THE DATA →
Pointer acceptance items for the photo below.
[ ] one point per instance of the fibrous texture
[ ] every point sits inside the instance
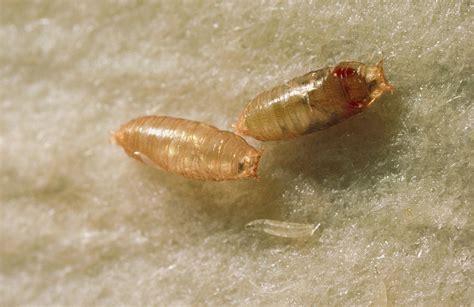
(83, 225)
(188, 148)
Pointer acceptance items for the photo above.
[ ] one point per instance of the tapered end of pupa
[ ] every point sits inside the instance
(249, 165)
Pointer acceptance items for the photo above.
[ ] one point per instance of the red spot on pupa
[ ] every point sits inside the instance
(356, 104)
(343, 72)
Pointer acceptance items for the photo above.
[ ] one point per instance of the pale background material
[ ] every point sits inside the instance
(82, 224)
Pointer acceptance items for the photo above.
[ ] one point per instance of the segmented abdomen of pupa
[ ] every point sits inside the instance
(312, 102)
(189, 148)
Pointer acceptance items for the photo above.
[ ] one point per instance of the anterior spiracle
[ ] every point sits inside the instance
(314, 101)
(188, 148)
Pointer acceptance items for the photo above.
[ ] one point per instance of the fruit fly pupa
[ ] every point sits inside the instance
(189, 148)
(314, 101)
(283, 229)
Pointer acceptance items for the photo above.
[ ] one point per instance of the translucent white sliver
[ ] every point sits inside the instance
(283, 229)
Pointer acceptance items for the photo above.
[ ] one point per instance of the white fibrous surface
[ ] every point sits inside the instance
(81, 224)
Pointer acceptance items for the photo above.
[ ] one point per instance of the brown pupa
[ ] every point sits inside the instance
(314, 101)
(188, 148)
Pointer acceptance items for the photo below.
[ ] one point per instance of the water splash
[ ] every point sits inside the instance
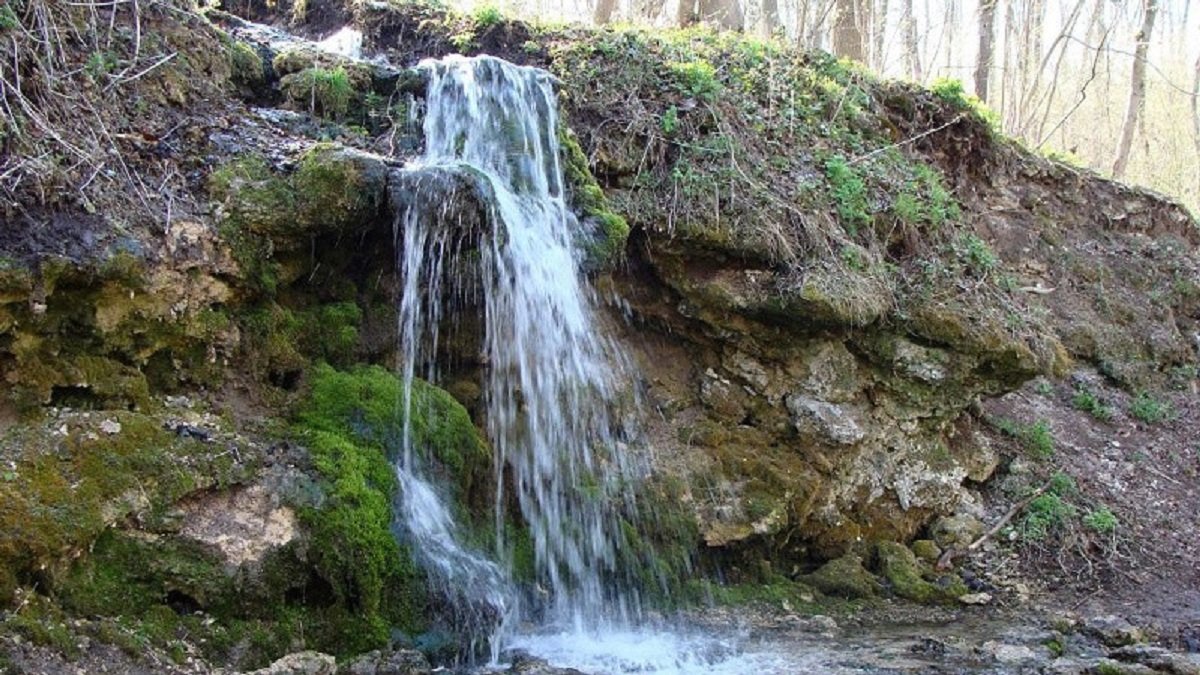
(491, 149)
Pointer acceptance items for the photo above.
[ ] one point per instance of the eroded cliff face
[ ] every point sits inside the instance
(819, 276)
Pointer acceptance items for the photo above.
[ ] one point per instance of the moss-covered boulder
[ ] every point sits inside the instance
(844, 577)
(71, 477)
(906, 575)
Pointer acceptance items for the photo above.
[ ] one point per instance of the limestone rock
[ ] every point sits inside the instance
(903, 571)
(1159, 658)
(301, 663)
(957, 530)
(919, 363)
(1113, 631)
(927, 550)
(379, 662)
(821, 422)
(845, 577)
(244, 524)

WHAT IS ASKED → From the data above, write out everything exactly except the pictures.

RESPONSE TO THIS EXERCISE →
Pointer acceptance items for the photo below.
[ ] one point per instance of the fibrous texture
[ ] every point sits inside the instance
(83, 225)
(188, 148)
Pointer acceptance items for the photo above.
[ ] one point per instance of the tapered end of pupa
[ ] every point sits inside the instance
(249, 165)
Pointer acceptance items for the photo above.
[ ] one point per instance of the red spot on pupa
[ ] every point sits inside the instance
(356, 104)
(343, 72)
Pointer acceptance items for the photo above.
[ ] one point per instance of the pale background material
[ ] every point sits inside the instance
(82, 224)
Pointer acceptance items for the photo above.
[ ] one point per instance of the segmented abdomen of pupa
[ ] every point sits inside the instance
(312, 102)
(189, 148)
Pointer acceptance items for the photo above.
[ ] one point per instance of the anterior spiracle
[ ] every point sits inside the instance
(314, 101)
(188, 148)
Pointer acceptance items for the photo above.
[ ] one point per instance of the fruit fly pupa
[ ] every point sits inside the instance
(189, 148)
(314, 101)
(283, 229)
Pointer acceptance items for the photo above.
[ ] one point per instance of the translucent white sliver
[ ] every point sits inside the instance
(283, 229)
Pointer acceptance items for the photo above.
[ ] one point per instance of the white fibrous surface
[ ] every point sits inside the instance
(81, 224)
Pointer acceptance items for the photo above.
[ ] one point per instance of the brown pupa
[ ] every point sits inside the instance
(314, 101)
(188, 148)
Pointer acceptance items for the photo below.
[ ] one point per instance of the water splash
[ ] every point sits inside the instance
(491, 149)
Pointer acceptance items for the photo above.
[ ] one point per instance of the eroded cliff face
[ ] every point sits inside the instance
(819, 276)
Pointer acceptance items for the photo above.
[ ] one point per instance of the moss-covered boulder
[ ] every point sits inside the instance
(844, 577)
(71, 477)
(906, 575)
Pointer acceptance items for the photo above.
[ ] one point per instance of the limestone rock
[ ] every point sits inside the instance
(903, 571)
(1159, 658)
(301, 663)
(957, 530)
(919, 363)
(1113, 631)
(927, 550)
(379, 662)
(821, 422)
(845, 577)
(244, 524)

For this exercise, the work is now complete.